■ **SET TASK**: Count the lines below that contain the word "spire", and give only that number.

■ **DATA SECTION**:
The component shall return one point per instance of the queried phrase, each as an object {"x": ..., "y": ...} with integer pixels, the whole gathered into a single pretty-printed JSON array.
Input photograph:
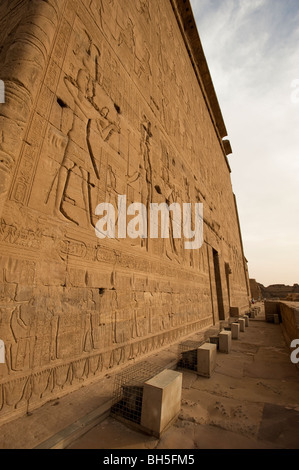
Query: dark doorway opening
[{"x": 218, "y": 285}]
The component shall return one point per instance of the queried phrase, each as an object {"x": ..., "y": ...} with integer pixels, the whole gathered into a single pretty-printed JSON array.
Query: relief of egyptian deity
[{"x": 81, "y": 151}]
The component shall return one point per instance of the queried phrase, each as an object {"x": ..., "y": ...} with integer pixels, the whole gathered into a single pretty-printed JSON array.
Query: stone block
[
  {"x": 206, "y": 359},
  {"x": 276, "y": 319},
  {"x": 2, "y": 352},
  {"x": 215, "y": 340},
  {"x": 234, "y": 311},
  {"x": 235, "y": 329},
  {"x": 225, "y": 341},
  {"x": 241, "y": 322},
  {"x": 161, "y": 401}
]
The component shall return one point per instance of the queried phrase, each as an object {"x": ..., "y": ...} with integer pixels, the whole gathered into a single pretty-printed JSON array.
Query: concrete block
[
  {"x": 235, "y": 329},
  {"x": 206, "y": 359},
  {"x": 234, "y": 311},
  {"x": 161, "y": 401},
  {"x": 241, "y": 322},
  {"x": 225, "y": 341},
  {"x": 2, "y": 352},
  {"x": 215, "y": 340},
  {"x": 276, "y": 319}
]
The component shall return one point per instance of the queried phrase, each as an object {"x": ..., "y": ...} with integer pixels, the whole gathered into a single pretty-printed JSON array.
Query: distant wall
[{"x": 105, "y": 98}]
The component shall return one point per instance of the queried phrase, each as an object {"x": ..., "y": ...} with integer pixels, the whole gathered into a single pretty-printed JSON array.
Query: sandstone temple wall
[{"x": 105, "y": 98}]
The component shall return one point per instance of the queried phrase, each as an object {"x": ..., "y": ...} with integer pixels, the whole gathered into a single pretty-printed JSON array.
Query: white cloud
[{"x": 252, "y": 49}]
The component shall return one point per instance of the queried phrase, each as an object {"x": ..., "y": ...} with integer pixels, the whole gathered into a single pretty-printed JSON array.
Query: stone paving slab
[{"x": 251, "y": 401}]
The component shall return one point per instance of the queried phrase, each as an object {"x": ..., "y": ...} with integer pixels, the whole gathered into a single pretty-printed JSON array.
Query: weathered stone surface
[
  {"x": 235, "y": 329},
  {"x": 104, "y": 98},
  {"x": 225, "y": 341},
  {"x": 161, "y": 402},
  {"x": 206, "y": 359}
]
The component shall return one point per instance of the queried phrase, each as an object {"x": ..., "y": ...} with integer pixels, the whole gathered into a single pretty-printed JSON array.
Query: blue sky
[{"x": 252, "y": 49}]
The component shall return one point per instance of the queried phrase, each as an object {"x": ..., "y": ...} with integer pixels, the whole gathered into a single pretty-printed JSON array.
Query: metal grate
[
  {"x": 128, "y": 391},
  {"x": 188, "y": 354}
]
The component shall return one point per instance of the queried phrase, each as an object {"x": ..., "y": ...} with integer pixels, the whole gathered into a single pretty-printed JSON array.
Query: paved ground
[{"x": 251, "y": 401}]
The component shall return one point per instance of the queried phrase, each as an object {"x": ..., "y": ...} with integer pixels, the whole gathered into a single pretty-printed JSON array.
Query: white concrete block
[
  {"x": 2, "y": 352},
  {"x": 235, "y": 329},
  {"x": 241, "y": 322},
  {"x": 225, "y": 341},
  {"x": 206, "y": 359},
  {"x": 161, "y": 401},
  {"x": 276, "y": 319}
]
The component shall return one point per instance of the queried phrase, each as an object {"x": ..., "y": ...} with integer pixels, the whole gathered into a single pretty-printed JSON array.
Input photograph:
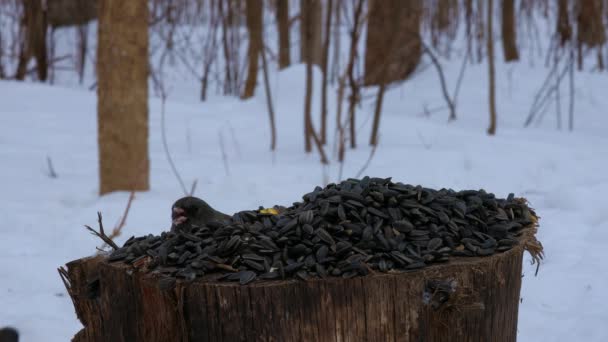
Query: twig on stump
[
  {"x": 101, "y": 234},
  {"x": 123, "y": 220},
  {"x": 369, "y": 159}
]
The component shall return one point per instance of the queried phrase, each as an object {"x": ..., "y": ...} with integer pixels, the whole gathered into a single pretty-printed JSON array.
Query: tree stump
[{"x": 465, "y": 299}]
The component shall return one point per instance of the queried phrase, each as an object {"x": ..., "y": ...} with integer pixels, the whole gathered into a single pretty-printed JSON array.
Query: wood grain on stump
[{"x": 115, "y": 303}]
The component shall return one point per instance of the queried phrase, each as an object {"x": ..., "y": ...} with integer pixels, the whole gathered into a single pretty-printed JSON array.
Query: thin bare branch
[{"x": 101, "y": 233}]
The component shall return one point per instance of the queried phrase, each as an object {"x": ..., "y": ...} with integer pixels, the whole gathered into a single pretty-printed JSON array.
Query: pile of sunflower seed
[{"x": 343, "y": 230}]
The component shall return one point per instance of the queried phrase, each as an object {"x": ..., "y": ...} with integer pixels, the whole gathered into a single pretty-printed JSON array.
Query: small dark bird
[
  {"x": 192, "y": 211},
  {"x": 9, "y": 334}
]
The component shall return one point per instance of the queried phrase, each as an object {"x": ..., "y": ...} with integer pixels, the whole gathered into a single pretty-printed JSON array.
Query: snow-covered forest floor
[{"x": 224, "y": 145}]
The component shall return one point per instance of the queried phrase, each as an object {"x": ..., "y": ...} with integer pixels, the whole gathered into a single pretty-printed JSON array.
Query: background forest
[{"x": 124, "y": 106}]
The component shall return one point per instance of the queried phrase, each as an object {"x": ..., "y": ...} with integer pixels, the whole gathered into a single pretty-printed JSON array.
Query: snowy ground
[{"x": 561, "y": 173}]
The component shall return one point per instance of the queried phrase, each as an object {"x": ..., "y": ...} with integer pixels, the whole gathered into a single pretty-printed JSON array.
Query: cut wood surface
[{"x": 466, "y": 299}]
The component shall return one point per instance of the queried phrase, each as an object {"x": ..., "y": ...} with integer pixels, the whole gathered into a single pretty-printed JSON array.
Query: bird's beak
[{"x": 178, "y": 216}]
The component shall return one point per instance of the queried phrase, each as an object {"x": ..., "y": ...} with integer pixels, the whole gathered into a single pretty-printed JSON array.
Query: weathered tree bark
[
  {"x": 256, "y": 44},
  {"x": 509, "y": 35},
  {"x": 393, "y": 44},
  {"x": 35, "y": 27},
  {"x": 122, "y": 95},
  {"x": 466, "y": 299},
  {"x": 491, "y": 72},
  {"x": 283, "y": 28},
  {"x": 311, "y": 19}
]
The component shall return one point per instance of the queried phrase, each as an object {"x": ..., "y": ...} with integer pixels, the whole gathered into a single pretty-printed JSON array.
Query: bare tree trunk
[
  {"x": 122, "y": 104},
  {"x": 273, "y": 127},
  {"x": 325, "y": 76},
  {"x": 335, "y": 64},
  {"x": 479, "y": 29},
  {"x": 373, "y": 141},
  {"x": 2, "y": 72},
  {"x": 350, "y": 68},
  {"x": 256, "y": 44},
  {"x": 35, "y": 40},
  {"x": 82, "y": 38},
  {"x": 509, "y": 34},
  {"x": 393, "y": 40},
  {"x": 210, "y": 45},
  {"x": 492, "y": 86},
  {"x": 283, "y": 27},
  {"x": 564, "y": 27},
  {"x": 311, "y": 15},
  {"x": 307, "y": 57}
]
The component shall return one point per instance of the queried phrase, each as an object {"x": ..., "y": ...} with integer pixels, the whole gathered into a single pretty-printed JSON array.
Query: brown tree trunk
[
  {"x": 273, "y": 127},
  {"x": 491, "y": 73},
  {"x": 373, "y": 141},
  {"x": 467, "y": 299},
  {"x": 353, "y": 99},
  {"x": 564, "y": 27},
  {"x": 256, "y": 43},
  {"x": 307, "y": 57},
  {"x": 283, "y": 27},
  {"x": 311, "y": 12},
  {"x": 479, "y": 29},
  {"x": 82, "y": 32},
  {"x": 509, "y": 34},
  {"x": 122, "y": 95},
  {"x": 590, "y": 26},
  {"x": 35, "y": 27},
  {"x": 325, "y": 68},
  {"x": 393, "y": 41}
]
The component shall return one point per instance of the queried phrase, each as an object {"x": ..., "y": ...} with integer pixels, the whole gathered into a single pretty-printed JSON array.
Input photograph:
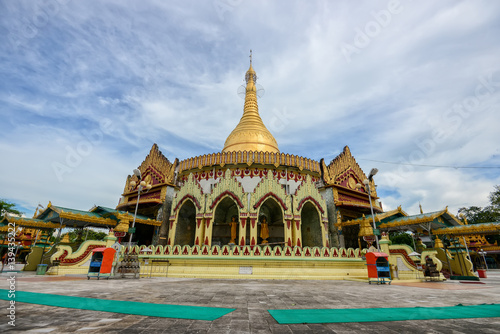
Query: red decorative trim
[
  {"x": 270, "y": 194},
  {"x": 309, "y": 198},
  {"x": 227, "y": 192},
  {"x": 405, "y": 255},
  {"x": 65, "y": 261},
  {"x": 191, "y": 197}
]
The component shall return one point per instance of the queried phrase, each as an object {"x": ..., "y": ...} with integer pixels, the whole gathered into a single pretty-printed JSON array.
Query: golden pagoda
[{"x": 251, "y": 134}]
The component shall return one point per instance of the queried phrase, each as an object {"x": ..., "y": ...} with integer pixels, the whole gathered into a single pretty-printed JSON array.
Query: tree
[
  {"x": 488, "y": 214},
  {"x": 6, "y": 207}
]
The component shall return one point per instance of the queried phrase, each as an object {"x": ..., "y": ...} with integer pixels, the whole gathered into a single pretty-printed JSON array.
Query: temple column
[
  {"x": 324, "y": 232},
  {"x": 242, "y": 232},
  {"x": 208, "y": 230},
  {"x": 171, "y": 232},
  {"x": 288, "y": 230},
  {"x": 200, "y": 230},
  {"x": 296, "y": 232},
  {"x": 253, "y": 230}
]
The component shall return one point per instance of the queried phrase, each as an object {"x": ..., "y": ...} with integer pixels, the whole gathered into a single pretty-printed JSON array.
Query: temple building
[
  {"x": 251, "y": 209},
  {"x": 250, "y": 193}
]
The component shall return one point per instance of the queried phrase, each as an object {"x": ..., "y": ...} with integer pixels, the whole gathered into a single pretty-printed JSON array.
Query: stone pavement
[{"x": 252, "y": 299}]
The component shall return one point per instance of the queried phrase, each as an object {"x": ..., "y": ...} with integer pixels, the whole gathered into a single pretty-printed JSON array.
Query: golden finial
[{"x": 251, "y": 134}]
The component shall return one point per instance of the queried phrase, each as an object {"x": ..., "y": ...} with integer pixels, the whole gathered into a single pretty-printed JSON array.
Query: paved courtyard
[{"x": 252, "y": 299}]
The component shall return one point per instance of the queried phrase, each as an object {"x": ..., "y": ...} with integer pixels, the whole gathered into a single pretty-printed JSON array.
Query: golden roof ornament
[{"x": 251, "y": 134}]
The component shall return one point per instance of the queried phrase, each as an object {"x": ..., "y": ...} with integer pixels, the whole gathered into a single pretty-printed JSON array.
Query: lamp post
[
  {"x": 367, "y": 183},
  {"x": 142, "y": 185},
  {"x": 483, "y": 253}
]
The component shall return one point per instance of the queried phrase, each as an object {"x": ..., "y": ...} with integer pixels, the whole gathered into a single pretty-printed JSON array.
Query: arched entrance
[
  {"x": 310, "y": 226},
  {"x": 186, "y": 224},
  {"x": 226, "y": 211},
  {"x": 273, "y": 213}
]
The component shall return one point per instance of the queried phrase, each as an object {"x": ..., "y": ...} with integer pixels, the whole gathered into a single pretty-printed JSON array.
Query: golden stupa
[{"x": 251, "y": 134}]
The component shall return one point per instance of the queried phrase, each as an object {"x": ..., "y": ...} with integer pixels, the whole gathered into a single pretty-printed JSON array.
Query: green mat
[
  {"x": 117, "y": 306},
  {"x": 318, "y": 316}
]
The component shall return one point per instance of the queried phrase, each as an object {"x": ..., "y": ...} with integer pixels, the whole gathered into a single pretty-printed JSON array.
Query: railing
[{"x": 250, "y": 157}]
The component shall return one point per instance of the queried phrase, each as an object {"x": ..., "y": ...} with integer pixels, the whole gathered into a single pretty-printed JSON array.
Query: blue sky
[{"x": 88, "y": 86}]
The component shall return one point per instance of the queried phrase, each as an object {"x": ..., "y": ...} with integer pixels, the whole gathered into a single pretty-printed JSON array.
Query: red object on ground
[{"x": 482, "y": 273}]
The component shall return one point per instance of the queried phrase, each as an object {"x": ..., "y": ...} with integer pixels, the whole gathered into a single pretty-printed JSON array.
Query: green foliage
[
  {"x": 488, "y": 214},
  {"x": 401, "y": 238},
  {"x": 6, "y": 207}
]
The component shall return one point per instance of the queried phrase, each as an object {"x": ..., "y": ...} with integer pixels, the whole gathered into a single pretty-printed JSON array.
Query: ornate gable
[
  {"x": 156, "y": 169},
  {"x": 344, "y": 171}
]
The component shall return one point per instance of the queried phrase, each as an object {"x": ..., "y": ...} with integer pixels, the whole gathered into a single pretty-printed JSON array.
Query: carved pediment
[
  {"x": 344, "y": 171},
  {"x": 156, "y": 169}
]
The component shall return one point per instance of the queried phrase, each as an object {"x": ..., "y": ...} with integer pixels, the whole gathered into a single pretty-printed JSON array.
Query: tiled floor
[{"x": 252, "y": 299}]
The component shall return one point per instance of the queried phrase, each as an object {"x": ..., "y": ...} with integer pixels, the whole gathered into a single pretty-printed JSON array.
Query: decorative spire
[{"x": 251, "y": 134}]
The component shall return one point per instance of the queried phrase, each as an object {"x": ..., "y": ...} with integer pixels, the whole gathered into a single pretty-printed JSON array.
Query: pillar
[
  {"x": 208, "y": 230},
  {"x": 242, "y": 231},
  {"x": 288, "y": 230},
  {"x": 296, "y": 232},
  {"x": 200, "y": 230},
  {"x": 253, "y": 229}
]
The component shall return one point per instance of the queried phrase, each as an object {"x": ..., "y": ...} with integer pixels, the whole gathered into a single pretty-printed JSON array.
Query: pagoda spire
[{"x": 251, "y": 134}]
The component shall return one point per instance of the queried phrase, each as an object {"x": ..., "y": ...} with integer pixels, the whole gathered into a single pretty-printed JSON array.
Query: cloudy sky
[{"x": 88, "y": 86}]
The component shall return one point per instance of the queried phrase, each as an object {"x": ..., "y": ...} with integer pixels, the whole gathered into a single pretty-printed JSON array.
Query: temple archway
[
  {"x": 273, "y": 213},
  {"x": 186, "y": 224},
  {"x": 310, "y": 226},
  {"x": 226, "y": 210}
]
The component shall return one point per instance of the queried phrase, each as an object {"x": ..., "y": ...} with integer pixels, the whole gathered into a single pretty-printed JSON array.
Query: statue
[
  {"x": 264, "y": 230},
  {"x": 234, "y": 225}
]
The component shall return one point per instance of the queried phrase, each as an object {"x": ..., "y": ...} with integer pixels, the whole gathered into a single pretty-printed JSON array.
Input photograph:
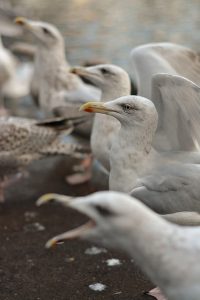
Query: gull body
[
  {"x": 150, "y": 59},
  {"x": 165, "y": 181},
  {"x": 167, "y": 253},
  {"x": 177, "y": 101},
  {"x": 25, "y": 140},
  {"x": 113, "y": 82},
  {"x": 53, "y": 84}
]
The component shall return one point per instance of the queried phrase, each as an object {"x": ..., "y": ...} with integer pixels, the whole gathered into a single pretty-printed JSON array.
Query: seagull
[
  {"x": 177, "y": 101},
  {"x": 166, "y": 252},
  {"x": 114, "y": 82},
  {"x": 25, "y": 140},
  {"x": 166, "y": 181},
  {"x": 53, "y": 84},
  {"x": 15, "y": 76},
  {"x": 150, "y": 59}
]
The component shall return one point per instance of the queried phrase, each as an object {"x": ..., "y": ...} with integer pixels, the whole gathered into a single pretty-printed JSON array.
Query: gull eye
[
  {"x": 127, "y": 107},
  {"x": 103, "y": 211},
  {"x": 104, "y": 71},
  {"x": 45, "y": 30}
]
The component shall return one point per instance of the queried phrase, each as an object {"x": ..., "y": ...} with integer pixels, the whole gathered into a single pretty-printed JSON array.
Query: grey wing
[
  {"x": 13, "y": 136},
  {"x": 177, "y": 101},
  {"x": 150, "y": 59},
  {"x": 169, "y": 193}
]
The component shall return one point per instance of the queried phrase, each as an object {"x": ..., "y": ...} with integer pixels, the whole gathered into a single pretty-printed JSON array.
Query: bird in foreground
[
  {"x": 114, "y": 82},
  {"x": 150, "y": 59},
  {"x": 168, "y": 253},
  {"x": 167, "y": 181},
  {"x": 53, "y": 84},
  {"x": 24, "y": 140},
  {"x": 177, "y": 101}
]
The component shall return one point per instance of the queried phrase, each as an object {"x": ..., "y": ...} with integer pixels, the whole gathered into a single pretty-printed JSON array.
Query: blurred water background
[{"x": 109, "y": 29}]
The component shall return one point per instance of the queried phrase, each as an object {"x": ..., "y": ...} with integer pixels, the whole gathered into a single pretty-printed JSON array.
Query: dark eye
[
  {"x": 103, "y": 211},
  {"x": 45, "y": 30},
  {"x": 127, "y": 107},
  {"x": 104, "y": 71}
]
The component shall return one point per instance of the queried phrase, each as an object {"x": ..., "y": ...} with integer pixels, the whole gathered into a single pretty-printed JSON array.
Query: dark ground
[{"x": 30, "y": 272}]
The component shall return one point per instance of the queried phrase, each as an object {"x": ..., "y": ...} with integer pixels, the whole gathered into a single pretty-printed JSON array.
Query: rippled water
[{"x": 109, "y": 29}]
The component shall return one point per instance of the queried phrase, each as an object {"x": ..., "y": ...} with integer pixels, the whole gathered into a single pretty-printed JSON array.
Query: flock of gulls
[{"x": 147, "y": 147}]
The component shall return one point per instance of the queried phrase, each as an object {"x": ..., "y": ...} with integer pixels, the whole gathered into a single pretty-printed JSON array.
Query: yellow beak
[
  {"x": 95, "y": 107},
  {"x": 21, "y": 21}
]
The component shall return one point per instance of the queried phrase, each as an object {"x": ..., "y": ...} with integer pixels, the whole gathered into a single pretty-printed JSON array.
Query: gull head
[
  {"x": 107, "y": 77},
  {"x": 129, "y": 110},
  {"x": 47, "y": 35},
  {"x": 107, "y": 212}
]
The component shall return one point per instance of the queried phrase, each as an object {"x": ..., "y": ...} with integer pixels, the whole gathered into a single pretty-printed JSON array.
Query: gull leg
[{"x": 157, "y": 294}]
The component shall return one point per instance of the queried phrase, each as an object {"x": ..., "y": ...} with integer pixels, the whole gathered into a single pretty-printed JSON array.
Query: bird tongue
[{"x": 71, "y": 234}]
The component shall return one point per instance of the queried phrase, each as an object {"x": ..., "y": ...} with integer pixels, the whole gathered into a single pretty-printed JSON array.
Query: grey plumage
[
  {"x": 24, "y": 140},
  {"x": 53, "y": 84},
  {"x": 167, "y": 253}
]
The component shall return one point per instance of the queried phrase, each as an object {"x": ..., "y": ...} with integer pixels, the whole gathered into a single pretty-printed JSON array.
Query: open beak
[
  {"x": 71, "y": 234},
  {"x": 96, "y": 107}
]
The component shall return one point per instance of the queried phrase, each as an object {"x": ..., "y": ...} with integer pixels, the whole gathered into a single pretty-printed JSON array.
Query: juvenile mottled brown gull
[
  {"x": 24, "y": 140},
  {"x": 168, "y": 253},
  {"x": 165, "y": 181}
]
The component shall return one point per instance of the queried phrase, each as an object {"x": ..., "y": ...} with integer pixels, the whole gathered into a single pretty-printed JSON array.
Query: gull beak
[
  {"x": 54, "y": 197},
  {"x": 21, "y": 21},
  {"x": 26, "y": 23},
  {"x": 71, "y": 234},
  {"x": 96, "y": 107},
  {"x": 77, "y": 70}
]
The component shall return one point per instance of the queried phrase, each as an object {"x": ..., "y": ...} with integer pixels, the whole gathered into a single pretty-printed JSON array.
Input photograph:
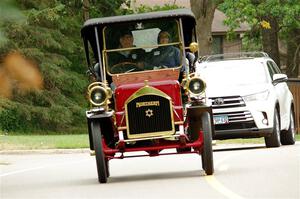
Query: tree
[
  {"x": 275, "y": 19},
  {"x": 204, "y": 12}
]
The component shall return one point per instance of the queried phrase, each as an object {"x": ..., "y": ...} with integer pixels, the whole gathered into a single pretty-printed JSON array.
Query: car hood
[{"x": 241, "y": 90}]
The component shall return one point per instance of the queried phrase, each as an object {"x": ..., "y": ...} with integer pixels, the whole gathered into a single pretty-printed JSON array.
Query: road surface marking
[{"x": 37, "y": 168}]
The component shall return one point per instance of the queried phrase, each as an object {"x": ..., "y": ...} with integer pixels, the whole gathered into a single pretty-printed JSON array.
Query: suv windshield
[
  {"x": 233, "y": 73},
  {"x": 149, "y": 45}
]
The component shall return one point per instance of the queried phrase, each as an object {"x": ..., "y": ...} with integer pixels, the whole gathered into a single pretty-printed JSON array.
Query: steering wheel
[{"x": 124, "y": 67}]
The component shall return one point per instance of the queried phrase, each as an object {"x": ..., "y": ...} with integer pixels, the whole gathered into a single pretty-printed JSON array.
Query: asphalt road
[{"x": 243, "y": 172}]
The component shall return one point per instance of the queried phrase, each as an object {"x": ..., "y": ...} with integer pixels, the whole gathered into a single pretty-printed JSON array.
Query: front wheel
[
  {"x": 274, "y": 139},
  {"x": 100, "y": 159},
  {"x": 207, "y": 152},
  {"x": 288, "y": 137}
]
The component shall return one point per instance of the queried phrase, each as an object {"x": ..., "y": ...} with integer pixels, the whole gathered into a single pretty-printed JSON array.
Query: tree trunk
[
  {"x": 293, "y": 53},
  {"x": 204, "y": 12},
  {"x": 270, "y": 39},
  {"x": 86, "y": 7}
]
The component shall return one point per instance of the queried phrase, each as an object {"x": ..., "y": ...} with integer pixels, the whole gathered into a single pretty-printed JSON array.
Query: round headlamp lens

■ **ANSWER TO THIS EXERCISE**: 2